» **Rumusan Tugas 1**: Tulis ulang catatan di bawah sebagai daftar JSON berisi string, satu string untuk setiap baris, mulai dari baris yang memuat "Call locate_point to put a point on the green" sampai akhir catatan. Baris kosong tidak disertakan.

Stormswept - Tersapu Badai
Penulis : Helen Dunmore
Penerbit : Gramedia Pustaka Utama
ISBN : 9789792299564
Tebal : 304 Halaman
Rating Pribadi : 3,6 Stars
Blurb :
Morveren tinggal bersama orangtua dan saudari kembarnya, Jenna, di sebuah pulau dekat pantai Cornwall—pulau yang di masa lalu pernah luluh lantak oleh gelombang pasang yang dahsyat, menenggelamkan aula-aula dan para penghuninya. Namun ada beberapa orang yang tidak mati, meski ditelan samudra.
Suatu ketika Morveren menemukan seorang remaja pria di kolam berbatu karang, setelah badai reda. Dia terkejut karena remaja itu bukan manusia, melainkan remaja Mer. Karena Jenna tak mau menerima kenyataan ini, Morveren mesti menghadapinya seorang diri. Sebab banyak konsekuensi berbahaya yang akan muncul bila dunia manusia dan dunia Mer bertemu.

» **Rumusan Tugas 2**: Terjemahkan kalimat "Namun ada beberapa orang yang tidak mati, meski ditelan samudra." dari blurb Stormswept di atas ke dalam bahasa Inggris.

» **Catatan Ditampilkan**:
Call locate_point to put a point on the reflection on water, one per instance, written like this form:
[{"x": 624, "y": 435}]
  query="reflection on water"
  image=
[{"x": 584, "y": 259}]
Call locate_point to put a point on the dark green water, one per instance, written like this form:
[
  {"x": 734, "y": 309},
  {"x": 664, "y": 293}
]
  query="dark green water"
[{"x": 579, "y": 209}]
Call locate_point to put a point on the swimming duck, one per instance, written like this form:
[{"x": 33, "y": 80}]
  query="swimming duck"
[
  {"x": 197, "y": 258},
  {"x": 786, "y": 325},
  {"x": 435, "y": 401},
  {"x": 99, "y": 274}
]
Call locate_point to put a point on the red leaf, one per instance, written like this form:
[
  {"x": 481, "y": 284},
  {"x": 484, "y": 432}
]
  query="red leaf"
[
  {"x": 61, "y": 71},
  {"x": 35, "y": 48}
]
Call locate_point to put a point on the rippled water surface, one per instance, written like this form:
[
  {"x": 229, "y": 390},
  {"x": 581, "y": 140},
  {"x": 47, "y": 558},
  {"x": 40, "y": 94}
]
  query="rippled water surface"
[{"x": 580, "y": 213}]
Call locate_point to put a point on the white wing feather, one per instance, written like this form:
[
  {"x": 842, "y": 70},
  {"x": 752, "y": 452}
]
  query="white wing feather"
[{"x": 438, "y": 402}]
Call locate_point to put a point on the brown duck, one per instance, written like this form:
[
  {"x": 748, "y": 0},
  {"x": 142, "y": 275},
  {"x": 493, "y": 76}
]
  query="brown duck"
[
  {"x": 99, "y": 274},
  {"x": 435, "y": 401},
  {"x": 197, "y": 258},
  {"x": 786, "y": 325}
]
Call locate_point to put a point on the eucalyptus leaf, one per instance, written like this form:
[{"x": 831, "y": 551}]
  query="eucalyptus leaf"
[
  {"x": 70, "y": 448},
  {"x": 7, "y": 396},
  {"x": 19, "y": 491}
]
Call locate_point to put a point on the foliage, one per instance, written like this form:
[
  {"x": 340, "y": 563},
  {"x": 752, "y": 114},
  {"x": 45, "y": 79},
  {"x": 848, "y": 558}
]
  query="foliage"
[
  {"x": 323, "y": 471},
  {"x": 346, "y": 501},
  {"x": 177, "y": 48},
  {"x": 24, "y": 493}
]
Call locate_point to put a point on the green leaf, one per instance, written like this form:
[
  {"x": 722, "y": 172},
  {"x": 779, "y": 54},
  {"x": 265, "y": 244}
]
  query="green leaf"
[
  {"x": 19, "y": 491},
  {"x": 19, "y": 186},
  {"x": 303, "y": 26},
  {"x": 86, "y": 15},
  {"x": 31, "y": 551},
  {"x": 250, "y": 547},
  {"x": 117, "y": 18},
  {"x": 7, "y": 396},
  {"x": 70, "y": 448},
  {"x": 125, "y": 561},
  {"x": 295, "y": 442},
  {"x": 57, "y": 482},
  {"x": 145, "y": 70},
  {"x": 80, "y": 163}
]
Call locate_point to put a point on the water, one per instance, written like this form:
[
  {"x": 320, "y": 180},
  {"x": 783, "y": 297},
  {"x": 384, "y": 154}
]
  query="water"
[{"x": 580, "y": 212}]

» **Jawaban Tertulis 1**:
[
  "Call locate_point to put a point on the green leaf, one per instance, written like this form:",
  "[",
  "  {\"x\": 722, \"y\": 172},",
  "  {\"x\": 779, \"y\": 54},",
  "  {\"x\": 265, \"y\": 244}",
  "]",
  "  query=\"green leaf\"",
  "[",
  "  {\"x\": 19, \"y\": 491},",
  "  {\"x\": 19, \"y\": 186},",
  "  {\"x\": 303, \"y\": 26},",
  "  {\"x\": 86, \"y\": 15},",
  "  {\"x\": 31, \"y\": 551},",
  "  {\"x\": 250, \"y\": 547},",
  "  {\"x\": 117, \"y\": 18},",
  "  {\"x\": 7, \"y\": 396},",
  "  {\"x\": 70, \"y\": 448},",
  "  {\"x\": 125, \"y\": 561},",
  "  {\"x\": 295, \"y\": 442},",
  "  {\"x\": 57, \"y\": 482},",
  "  {\"x\": 145, \"y\": 70},",
  "  {\"x\": 80, \"y\": 163}",
  "]",
  "Call locate_point to put a point on the water, one per instance, written like this form:",
  "[",
  "  {\"x\": 320, \"y\": 180},",
  "  {\"x\": 783, \"y\": 297},",
  "  {\"x\": 384, \"y\": 154}",
  "]",
  "  query=\"water\"",
  "[{\"x\": 580, \"y\": 212}]"
]

» **Jawaban Tertulis 2**: Yet there were some people who did not die, even though they were swallowed by the ocean.